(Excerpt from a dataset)
━━━━━━━━━━━━━━━━━━━━

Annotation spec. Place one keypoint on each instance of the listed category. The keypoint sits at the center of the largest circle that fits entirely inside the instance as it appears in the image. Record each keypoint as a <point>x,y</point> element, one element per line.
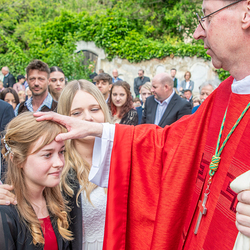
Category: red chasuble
<point>158,176</point>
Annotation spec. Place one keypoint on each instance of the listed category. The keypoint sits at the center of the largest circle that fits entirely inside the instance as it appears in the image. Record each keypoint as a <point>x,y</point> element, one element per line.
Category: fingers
<point>243,208</point>
<point>6,197</point>
<point>51,116</point>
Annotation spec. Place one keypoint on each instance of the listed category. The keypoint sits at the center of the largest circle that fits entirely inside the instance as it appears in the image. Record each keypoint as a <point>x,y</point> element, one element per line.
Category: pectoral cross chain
<point>203,211</point>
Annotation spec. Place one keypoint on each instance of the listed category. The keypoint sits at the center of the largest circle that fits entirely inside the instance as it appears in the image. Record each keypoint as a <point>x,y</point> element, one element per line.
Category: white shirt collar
<point>241,87</point>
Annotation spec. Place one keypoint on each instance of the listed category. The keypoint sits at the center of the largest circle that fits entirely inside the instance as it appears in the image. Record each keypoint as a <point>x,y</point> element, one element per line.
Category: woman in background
<point>35,162</point>
<point>10,95</point>
<point>19,85</point>
<point>121,104</point>
<point>145,93</point>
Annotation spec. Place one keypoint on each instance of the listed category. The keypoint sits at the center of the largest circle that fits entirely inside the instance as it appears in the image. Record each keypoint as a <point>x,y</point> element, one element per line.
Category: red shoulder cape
<point>152,179</point>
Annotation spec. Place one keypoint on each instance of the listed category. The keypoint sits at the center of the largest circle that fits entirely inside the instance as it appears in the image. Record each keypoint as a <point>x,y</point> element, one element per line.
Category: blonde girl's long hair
<point>21,134</point>
<point>72,157</point>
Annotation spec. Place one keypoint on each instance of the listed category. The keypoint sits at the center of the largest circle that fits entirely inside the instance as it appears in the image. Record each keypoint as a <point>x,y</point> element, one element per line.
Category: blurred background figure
<point>176,81</point>
<point>19,85</point>
<point>136,102</point>
<point>104,83</point>
<point>164,107</point>
<point>196,101</point>
<point>188,95</point>
<point>22,96</point>
<point>205,90</point>
<point>187,83</point>
<point>28,93</point>
<point>139,81</point>
<point>8,80</point>
<point>115,77</point>
<point>56,82</point>
<point>1,86</point>
<point>10,96</point>
<point>121,104</point>
<point>93,73</point>
<point>145,93</point>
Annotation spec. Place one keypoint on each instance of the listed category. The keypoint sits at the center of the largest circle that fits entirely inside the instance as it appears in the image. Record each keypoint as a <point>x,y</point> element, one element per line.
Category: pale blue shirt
<point>161,107</point>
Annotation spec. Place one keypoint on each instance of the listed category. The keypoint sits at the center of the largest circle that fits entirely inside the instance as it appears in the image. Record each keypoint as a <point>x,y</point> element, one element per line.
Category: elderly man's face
<point>221,32</point>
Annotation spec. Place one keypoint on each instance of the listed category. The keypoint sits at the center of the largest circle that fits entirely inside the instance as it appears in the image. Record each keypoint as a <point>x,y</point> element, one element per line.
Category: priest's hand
<point>77,128</point>
<point>6,197</point>
<point>243,213</point>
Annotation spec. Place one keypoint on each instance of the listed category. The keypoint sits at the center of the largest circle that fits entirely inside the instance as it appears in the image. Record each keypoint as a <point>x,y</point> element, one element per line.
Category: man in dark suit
<point>188,95</point>
<point>165,106</point>
<point>139,81</point>
<point>8,80</point>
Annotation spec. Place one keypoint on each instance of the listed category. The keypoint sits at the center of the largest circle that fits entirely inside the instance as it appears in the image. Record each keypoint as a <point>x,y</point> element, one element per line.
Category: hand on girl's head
<point>6,197</point>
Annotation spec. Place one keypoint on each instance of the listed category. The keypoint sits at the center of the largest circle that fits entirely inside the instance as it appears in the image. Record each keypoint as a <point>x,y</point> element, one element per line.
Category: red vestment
<point>158,176</point>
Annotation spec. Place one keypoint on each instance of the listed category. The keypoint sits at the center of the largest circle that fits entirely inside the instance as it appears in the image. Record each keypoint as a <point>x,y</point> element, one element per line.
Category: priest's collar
<point>241,87</point>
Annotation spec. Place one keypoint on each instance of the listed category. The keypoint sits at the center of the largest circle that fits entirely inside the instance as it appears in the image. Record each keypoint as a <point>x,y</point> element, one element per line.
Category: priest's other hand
<point>77,128</point>
<point>243,213</point>
<point>6,197</point>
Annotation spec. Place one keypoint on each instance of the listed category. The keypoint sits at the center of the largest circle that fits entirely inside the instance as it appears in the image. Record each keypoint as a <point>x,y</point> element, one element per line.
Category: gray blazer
<point>176,108</point>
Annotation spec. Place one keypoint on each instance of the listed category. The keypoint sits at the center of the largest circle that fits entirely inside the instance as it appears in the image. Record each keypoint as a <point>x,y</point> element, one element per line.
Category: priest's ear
<point>246,15</point>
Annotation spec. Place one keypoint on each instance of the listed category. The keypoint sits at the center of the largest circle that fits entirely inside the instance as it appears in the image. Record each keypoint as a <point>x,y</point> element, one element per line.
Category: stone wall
<point>200,69</point>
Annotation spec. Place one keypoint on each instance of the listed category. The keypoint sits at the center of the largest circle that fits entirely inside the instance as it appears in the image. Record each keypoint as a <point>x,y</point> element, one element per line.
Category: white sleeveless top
<point>93,219</point>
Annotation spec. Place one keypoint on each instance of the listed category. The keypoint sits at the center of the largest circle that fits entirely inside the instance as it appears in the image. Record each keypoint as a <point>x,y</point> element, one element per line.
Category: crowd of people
<point>77,178</point>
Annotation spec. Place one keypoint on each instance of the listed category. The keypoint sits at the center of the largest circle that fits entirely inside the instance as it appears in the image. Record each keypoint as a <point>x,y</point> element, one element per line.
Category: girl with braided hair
<point>35,162</point>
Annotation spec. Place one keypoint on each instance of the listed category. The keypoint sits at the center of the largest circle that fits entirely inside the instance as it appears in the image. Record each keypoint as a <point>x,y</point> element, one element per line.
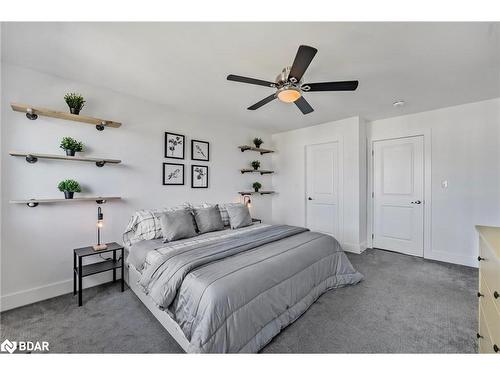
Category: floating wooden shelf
<point>33,158</point>
<point>261,171</point>
<point>35,202</point>
<point>251,148</point>
<point>263,192</point>
<point>33,112</point>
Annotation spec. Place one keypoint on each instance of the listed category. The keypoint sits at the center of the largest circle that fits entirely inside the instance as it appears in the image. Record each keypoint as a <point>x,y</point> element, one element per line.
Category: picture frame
<point>199,176</point>
<point>173,174</point>
<point>200,150</point>
<point>175,145</point>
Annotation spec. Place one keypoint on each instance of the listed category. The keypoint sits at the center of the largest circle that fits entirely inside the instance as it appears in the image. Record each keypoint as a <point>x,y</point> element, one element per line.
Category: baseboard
<point>29,296</point>
<point>354,248</point>
<point>444,256</point>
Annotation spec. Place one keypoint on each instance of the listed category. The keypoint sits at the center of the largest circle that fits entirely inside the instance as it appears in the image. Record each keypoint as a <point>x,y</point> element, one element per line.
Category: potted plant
<point>257,142</point>
<point>75,102</point>
<point>257,186</point>
<point>256,164</point>
<point>69,187</point>
<point>71,146</point>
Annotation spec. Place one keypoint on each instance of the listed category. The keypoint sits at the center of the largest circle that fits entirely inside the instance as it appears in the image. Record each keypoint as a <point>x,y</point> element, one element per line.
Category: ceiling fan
<point>289,86</point>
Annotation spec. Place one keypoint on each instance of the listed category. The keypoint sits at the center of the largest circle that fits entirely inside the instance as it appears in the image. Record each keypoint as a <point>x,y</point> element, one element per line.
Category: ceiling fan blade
<point>252,81</point>
<point>304,56</point>
<point>264,101</point>
<point>331,86</point>
<point>303,105</point>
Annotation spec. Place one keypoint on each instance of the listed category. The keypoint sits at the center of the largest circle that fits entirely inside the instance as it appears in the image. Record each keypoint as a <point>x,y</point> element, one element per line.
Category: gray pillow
<point>177,225</point>
<point>208,219</point>
<point>239,216</point>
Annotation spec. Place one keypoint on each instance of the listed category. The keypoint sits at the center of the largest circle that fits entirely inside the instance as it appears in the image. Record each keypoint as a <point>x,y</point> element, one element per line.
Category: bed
<point>233,290</point>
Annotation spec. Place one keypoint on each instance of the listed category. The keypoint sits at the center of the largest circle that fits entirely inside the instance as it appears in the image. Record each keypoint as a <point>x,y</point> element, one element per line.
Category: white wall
<point>289,205</point>
<point>37,243</point>
<point>465,151</point>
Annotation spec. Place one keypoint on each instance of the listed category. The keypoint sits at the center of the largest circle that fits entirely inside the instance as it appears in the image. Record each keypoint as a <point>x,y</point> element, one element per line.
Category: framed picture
<point>174,145</point>
<point>200,150</point>
<point>173,174</point>
<point>199,176</point>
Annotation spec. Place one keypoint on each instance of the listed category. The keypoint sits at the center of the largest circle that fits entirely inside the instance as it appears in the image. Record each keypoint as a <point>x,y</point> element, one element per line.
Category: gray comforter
<point>236,294</point>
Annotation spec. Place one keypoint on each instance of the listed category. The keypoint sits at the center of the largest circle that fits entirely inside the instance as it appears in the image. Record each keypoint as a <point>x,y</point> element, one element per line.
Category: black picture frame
<point>193,145</point>
<point>203,186</point>
<point>169,135</point>
<point>165,183</point>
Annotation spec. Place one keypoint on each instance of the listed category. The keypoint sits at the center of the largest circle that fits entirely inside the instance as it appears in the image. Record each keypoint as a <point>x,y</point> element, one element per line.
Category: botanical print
<point>200,150</point>
<point>174,146</point>
<point>199,176</point>
<point>173,174</point>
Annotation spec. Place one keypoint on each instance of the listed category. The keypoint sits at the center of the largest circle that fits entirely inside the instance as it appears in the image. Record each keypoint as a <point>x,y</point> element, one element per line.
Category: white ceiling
<point>184,65</point>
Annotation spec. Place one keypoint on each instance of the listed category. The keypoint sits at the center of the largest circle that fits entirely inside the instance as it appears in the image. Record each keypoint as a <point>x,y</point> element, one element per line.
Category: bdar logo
<point>8,346</point>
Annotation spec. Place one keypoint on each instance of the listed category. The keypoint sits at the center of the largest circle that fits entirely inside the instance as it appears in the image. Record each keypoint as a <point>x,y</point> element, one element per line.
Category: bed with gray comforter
<point>234,293</point>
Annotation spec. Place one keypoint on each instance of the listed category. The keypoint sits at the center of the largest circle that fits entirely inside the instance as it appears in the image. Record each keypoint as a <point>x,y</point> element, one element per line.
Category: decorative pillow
<point>145,224</point>
<point>208,219</point>
<point>239,216</point>
<point>177,225</point>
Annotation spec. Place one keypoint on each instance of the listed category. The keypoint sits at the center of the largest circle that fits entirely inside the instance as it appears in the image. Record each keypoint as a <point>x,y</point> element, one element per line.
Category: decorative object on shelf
<point>32,113</point>
<point>36,202</point>
<point>75,102</point>
<point>247,201</point>
<point>100,223</point>
<point>69,187</point>
<point>199,176</point>
<point>251,148</point>
<point>257,142</point>
<point>173,174</point>
<point>33,158</point>
<point>174,145</point>
<point>71,145</point>
<point>200,150</point>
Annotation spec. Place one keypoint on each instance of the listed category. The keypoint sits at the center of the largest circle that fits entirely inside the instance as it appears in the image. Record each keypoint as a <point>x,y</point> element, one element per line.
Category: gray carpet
<point>404,305</point>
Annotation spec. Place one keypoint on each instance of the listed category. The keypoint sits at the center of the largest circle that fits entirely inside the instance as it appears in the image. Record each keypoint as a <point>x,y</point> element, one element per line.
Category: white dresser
<point>489,289</point>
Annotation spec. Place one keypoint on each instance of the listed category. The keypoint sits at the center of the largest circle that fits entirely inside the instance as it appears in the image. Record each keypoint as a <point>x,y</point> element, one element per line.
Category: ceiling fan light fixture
<point>289,95</point>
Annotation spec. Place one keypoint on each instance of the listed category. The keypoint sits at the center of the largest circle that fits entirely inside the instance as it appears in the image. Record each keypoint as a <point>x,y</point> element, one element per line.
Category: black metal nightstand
<point>81,271</point>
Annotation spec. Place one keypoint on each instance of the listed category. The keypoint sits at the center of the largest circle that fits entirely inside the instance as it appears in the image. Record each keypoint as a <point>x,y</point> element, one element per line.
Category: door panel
<point>398,166</point>
<point>322,188</point>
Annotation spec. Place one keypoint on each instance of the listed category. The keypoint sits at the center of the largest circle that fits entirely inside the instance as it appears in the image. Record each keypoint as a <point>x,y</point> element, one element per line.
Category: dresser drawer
<point>489,269</point>
<point>490,315</point>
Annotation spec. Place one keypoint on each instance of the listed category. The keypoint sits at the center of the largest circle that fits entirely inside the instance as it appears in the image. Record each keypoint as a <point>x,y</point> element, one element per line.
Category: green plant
<point>69,143</point>
<point>257,142</point>
<point>256,164</point>
<point>74,100</point>
<point>69,185</point>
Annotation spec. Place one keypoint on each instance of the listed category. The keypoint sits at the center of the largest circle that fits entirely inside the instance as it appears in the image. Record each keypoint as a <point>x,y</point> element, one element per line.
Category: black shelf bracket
<point>31,159</point>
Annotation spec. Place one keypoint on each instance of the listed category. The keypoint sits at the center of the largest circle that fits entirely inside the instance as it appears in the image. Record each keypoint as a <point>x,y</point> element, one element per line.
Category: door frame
<point>340,203</point>
<point>427,199</point>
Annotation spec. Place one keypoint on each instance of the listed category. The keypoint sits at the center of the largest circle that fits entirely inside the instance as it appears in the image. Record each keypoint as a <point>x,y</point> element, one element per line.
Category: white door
<point>322,188</point>
<point>398,173</point>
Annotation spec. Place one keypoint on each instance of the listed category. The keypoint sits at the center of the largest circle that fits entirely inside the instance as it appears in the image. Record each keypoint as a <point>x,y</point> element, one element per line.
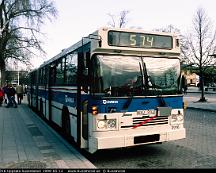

━━━━━━━━━━━━━━━━━━━━

JOB:
Count the lines of the material above that contain the word "door". Give only the number.

OUTPUT OF THE TASK:
3